EXERCISE GOAL
Return every line of the items below unchanged, character for character.

☆ ☆ ☆ ☆ ☆ ☆ ☆

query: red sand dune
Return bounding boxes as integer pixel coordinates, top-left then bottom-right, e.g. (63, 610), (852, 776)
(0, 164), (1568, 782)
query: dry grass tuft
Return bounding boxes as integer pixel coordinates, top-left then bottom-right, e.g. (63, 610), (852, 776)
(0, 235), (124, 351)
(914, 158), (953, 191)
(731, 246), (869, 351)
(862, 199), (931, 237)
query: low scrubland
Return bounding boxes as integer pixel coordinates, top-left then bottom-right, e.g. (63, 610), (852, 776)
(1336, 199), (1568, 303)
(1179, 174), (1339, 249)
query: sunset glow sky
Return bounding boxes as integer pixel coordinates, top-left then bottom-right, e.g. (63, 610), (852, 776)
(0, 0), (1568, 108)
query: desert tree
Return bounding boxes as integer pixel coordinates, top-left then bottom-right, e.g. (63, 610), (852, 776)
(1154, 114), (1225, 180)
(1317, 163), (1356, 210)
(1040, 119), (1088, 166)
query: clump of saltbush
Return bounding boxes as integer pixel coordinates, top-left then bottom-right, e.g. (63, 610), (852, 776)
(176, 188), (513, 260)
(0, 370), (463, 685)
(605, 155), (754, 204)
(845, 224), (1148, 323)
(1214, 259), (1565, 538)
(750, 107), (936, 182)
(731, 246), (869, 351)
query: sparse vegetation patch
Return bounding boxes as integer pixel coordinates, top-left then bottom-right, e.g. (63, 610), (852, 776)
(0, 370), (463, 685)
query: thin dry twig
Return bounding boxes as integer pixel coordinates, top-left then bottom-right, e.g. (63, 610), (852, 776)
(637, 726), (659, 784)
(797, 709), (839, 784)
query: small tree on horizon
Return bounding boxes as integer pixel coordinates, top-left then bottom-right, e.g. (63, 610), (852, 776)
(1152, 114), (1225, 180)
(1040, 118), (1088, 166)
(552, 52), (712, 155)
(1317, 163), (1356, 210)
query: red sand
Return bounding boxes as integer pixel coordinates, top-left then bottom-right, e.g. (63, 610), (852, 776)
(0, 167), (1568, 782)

☆ ☆ ☆ ☆ ☆ ☆ ☆

COMPLETED EXERCISE
query: red sand dune
Return bounding boxes as integer pixel coordinates, top-left then bottom-right, e.g. (63, 610), (852, 776)
(0, 164), (1568, 782)
query: dry grass tuft
Return bounding boxes as integer pixel coordinates, top-left then bottom-right, e.g. (63, 610), (852, 776)
(0, 235), (124, 351)
(914, 158), (953, 191)
(731, 246), (869, 351)
(862, 199), (931, 237)
query: low scrubland
Return bounding boxes as integer pixel coordinates, top-left then bottom-right, e.g. (63, 610), (852, 776)
(1336, 199), (1568, 303)
(1179, 174), (1339, 249)
query: sunset glow sky
Return bounding boxes as integer pixel coordinates, top-left then bottom-right, e.g. (63, 610), (852, 776)
(0, 0), (1568, 108)
query: desert tree
Return bounding boxes as integer pixel coordinates, top-left then bottom-right, e.g. (63, 610), (852, 776)
(1154, 114), (1225, 180)
(1317, 163), (1356, 210)
(1040, 119), (1088, 166)
query: clump of saltbush
Return bounding boxes as integer pixel coordinates, top-left then bottom-right, e.g. (63, 610), (852, 776)
(176, 188), (513, 260)
(0, 370), (463, 685)
(605, 155), (754, 204)
(845, 224), (1148, 323)
(1214, 259), (1565, 538)
(750, 107), (936, 182)
(731, 246), (869, 351)
query: sparse vegetation patch
Return bounding boxes as integer pixel coordinates, top-left then bottom-right, e.g. (63, 610), (852, 776)
(0, 370), (463, 685)
query: thin dry twig
Return bounding boxes as integer pixel coordinates, top-left then bottom-right, e.g. (63, 610), (852, 776)
(637, 726), (659, 784)
(797, 709), (839, 784)
query: small tree on horizon
Return bounding boxes as integer pixel coordinates, top-left then bottom-right, e.g. (63, 610), (852, 776)
(1152, 114), (1225, 180)
(1040, 118), (1088, 166)
(552, 52), (712, 155)
(1317, 163), (1356, 210)
query: red sand
Return bounding boxes as integer pixel coordinates, top-left then bottom-right, e.g. (63, 610), (852, 776)
(0, 167), (1568, 782)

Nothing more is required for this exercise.